And it's exactly what Mark observed when reported initially in his bug report - using Sysbench OLTP RO Point-Selects scenario with 8 tables bombarded by many concurrent users..
NOTE: of course, this contention became visible in MySQL 5.6 only since all other contentions were already lowered ;-)
But well, this bug was reported in Aug.2012 and fixed in Sep.2012 (Dmitry Lenev) by introducing of a new configuration option: metadata_locks_hash_instances. Which is giving a possibility to split initial single hash entry (protected by a single MDL_map mutex) into several ones - "hash instances" (8 by default), each one protected now by its own MDL_map mutex. The choice of which hash instance should be used for a given "object" (here: table) was delegated to my_hash_sort_bin() function and based on the "object" name. In short for the given bug report case:
my_hash_sort_bin( "db_name.table_name" ) % metadata_locks_hash_instances ==> index of hash instance to use
And I was able to test this solution, confirm obtained performance improvements, and even present the results during MySQL Connect conference ;-))

### PROVIDED DATA
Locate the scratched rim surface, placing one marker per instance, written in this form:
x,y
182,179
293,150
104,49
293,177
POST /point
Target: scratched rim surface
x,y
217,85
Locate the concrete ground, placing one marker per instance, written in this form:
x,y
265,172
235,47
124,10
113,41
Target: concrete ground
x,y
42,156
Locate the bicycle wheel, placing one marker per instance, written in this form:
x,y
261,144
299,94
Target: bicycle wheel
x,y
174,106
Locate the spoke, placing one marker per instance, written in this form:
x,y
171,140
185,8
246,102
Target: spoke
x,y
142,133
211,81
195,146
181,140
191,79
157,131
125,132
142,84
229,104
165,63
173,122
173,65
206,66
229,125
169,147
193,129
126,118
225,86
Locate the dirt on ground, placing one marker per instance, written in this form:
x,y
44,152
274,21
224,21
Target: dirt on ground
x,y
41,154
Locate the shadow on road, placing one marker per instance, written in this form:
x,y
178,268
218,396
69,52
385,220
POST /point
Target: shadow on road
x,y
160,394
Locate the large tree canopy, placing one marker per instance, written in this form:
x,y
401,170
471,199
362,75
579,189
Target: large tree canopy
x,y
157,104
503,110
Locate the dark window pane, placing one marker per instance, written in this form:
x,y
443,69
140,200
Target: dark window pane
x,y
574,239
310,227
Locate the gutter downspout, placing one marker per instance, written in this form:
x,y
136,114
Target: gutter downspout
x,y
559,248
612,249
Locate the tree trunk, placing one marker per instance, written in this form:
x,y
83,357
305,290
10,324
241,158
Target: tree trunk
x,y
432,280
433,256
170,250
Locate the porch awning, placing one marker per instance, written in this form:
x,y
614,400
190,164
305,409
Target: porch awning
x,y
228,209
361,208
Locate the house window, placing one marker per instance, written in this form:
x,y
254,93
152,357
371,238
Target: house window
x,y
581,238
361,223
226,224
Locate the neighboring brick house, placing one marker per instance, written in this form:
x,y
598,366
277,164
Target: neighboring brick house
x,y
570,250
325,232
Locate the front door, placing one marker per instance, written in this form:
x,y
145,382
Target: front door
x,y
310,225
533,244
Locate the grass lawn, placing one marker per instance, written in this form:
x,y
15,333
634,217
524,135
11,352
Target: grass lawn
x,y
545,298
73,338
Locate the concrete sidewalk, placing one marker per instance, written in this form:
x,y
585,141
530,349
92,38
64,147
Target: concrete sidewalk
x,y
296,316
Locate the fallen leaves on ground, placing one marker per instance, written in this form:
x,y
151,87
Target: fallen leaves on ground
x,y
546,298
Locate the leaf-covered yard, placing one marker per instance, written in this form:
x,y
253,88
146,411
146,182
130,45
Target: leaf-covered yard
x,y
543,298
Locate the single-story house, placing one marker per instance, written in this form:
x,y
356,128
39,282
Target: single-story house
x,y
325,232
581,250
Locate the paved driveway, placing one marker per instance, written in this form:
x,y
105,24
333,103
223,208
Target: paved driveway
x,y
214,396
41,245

### WHAT IS ASKED
Transcribe the passage of the MySQL metadata locking excerpt from "But well, this" to "Connect conference ;-))".

### OUTPUT OF THE TASK
But well, this bug was reported in Aug.2012 and fixed in Sep.2012 (Dmitry Lenev) by introducing of a new configuration option: metadata_locks_hash_instances. Which is giving a possibility to split initial single hash entry (protected by a single MDL_map mutex) into several ones - "hash instances" (8 by default), each one protected now by its own MDL_map mutex. The choice of which hash instance should be used for a given "object" (here: table) was delegated to my_hash_sort_bin() function and based on the "object" name. In short for the given bug report case:
my_hash_sort_bin( "db_name.table_name" ) % metadata_locks_hash_instances ==> index of hash instance to use
And I was able to test this solution, confirm obtained performance improvements, and even present the results during MySQL Connect conference ;-))